- [Text to read]
☆ ☆ ☆ ☆ ☆ ☆ ☆
# 'Make' missing ? Upgrading anything fails with 'make err code 1'. / 12.0 & 13.0



## carsten (Dec 12, 2018)

Hi 

Im quite new to freebsd and UNIX like systems in general. Recently I installed a freeBSD to try it out as a server, but

installing or updating anything from pkg or ports fails with 'make' error, I tried many solutions from forum - no luck.


Btw It tells me to make MAKE_JOBS_UNSAFE=yes which spits out make err as well xD 

Please, I know its propably a minor issue, but i have no clue what to do.


----------



## rigoletto@ (Dec 12, 2018)

What is the entire message, and what is the exactly command you are issuing?

Btw, why don't you use a some ports management tool like ports-mgmt/synth (or other)?

*[EDIT]*

Also, 13 is CURRENT and not supported in here. That is the development tree and can be broken at any time. Thread 40469


----------



## SirDice (Dec 13, 2018)
☆ ☆ ☆ ☆ ☆ ☆ ☆
- [Stored rows]
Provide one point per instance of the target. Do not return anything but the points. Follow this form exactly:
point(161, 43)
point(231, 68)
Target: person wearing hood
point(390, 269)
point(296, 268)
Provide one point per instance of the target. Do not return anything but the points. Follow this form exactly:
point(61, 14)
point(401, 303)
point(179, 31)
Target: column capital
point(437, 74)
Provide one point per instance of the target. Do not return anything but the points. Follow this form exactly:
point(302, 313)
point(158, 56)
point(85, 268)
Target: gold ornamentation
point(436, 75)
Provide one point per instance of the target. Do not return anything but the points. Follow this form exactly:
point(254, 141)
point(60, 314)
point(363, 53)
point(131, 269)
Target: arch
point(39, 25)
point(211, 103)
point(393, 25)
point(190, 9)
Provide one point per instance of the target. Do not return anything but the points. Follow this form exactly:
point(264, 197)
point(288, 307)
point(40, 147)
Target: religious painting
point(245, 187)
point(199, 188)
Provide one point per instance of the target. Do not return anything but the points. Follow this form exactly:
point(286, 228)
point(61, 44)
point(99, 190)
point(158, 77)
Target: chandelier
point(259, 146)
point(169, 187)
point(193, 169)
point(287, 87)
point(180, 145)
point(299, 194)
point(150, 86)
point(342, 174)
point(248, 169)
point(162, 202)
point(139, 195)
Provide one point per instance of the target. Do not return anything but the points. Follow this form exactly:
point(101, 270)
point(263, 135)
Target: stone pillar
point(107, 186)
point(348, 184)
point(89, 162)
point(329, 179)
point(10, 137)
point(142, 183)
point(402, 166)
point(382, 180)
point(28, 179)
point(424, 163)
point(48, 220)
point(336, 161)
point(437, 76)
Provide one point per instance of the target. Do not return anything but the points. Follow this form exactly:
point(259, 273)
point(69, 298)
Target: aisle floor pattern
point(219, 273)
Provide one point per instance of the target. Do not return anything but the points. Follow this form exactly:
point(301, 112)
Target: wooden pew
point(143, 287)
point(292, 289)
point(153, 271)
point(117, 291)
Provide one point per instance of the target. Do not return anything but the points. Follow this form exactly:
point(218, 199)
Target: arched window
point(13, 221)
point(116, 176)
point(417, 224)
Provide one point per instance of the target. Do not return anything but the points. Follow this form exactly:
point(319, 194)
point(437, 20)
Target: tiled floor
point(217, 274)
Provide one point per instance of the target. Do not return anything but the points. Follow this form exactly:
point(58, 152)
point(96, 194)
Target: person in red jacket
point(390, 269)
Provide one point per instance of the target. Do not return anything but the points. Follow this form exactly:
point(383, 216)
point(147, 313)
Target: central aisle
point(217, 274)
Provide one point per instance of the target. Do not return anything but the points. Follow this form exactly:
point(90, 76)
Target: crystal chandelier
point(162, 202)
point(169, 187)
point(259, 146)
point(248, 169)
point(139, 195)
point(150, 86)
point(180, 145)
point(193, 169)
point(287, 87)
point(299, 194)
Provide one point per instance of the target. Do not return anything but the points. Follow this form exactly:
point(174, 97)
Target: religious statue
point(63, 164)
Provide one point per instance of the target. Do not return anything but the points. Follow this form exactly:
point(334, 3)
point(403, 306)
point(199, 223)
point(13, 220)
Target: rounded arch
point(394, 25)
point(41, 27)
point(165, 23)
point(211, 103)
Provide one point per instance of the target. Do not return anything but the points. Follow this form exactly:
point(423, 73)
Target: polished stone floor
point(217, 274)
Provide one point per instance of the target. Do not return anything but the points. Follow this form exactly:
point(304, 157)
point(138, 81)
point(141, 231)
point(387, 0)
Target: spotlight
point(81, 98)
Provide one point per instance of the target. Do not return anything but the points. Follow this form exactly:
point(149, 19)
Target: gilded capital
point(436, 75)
☆ ☆ ☆ ☆ ☆ ☆ ☆
- [Task goal]
Continue the FreeBSD make-error forum thread from the point where it stops.

- [Result of the exercise]
Error 1 is just a generic error message. The real errors happens long before that. 



carsten said:


> Recently I installed a freeBSD to try it out as a server, but
> 
> installing or updating anything from pkg or ports fails with 'make' error, I tried many solutions from forum - no luck.


Packages are already compiled and therefor don't use make(1), hence this error cannot happen when you use packages.

As a new user I urge you to use the packages.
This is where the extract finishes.